STORED DATA
- - - - -
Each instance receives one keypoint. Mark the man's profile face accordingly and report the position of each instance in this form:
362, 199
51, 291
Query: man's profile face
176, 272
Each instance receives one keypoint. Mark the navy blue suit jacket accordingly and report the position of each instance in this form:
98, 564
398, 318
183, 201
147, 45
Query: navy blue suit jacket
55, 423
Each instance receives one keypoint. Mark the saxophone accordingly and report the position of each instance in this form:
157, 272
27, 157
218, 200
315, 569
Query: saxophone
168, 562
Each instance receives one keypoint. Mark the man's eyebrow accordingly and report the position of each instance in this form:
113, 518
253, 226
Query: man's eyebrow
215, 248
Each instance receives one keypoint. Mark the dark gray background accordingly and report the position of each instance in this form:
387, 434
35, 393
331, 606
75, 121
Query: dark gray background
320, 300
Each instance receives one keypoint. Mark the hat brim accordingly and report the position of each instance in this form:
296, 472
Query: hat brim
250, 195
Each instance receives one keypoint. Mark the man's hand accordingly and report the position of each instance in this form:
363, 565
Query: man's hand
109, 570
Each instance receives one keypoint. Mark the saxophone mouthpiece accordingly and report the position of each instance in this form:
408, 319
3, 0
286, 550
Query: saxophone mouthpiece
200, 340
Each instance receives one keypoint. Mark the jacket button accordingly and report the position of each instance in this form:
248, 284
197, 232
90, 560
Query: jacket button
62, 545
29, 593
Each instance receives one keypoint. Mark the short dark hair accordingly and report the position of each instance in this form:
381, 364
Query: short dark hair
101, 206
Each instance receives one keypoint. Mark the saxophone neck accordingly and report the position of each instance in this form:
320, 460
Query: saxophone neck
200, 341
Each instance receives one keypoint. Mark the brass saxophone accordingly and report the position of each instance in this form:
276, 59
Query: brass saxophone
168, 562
- - - - -
WHAT IS ASKED
Shift the answer coordinates by adding 89 to each number, and write out every line from the one containing "Each instance receives one keypoint. Mark the saxophone neck" through the end, leaving all the other lines as they are.

COMPLETED TASK
Each instance receives one keypoint. Mark the saxophone neck accordingly and report the position of each instance in this form:
320, 460
Query: saxophone neck
289, 430
Each instance receives one keypoint. Mark the brass saxophone accordingly and report the position of each instance in this form:
276, 59
Query: brass saxophone
257, 651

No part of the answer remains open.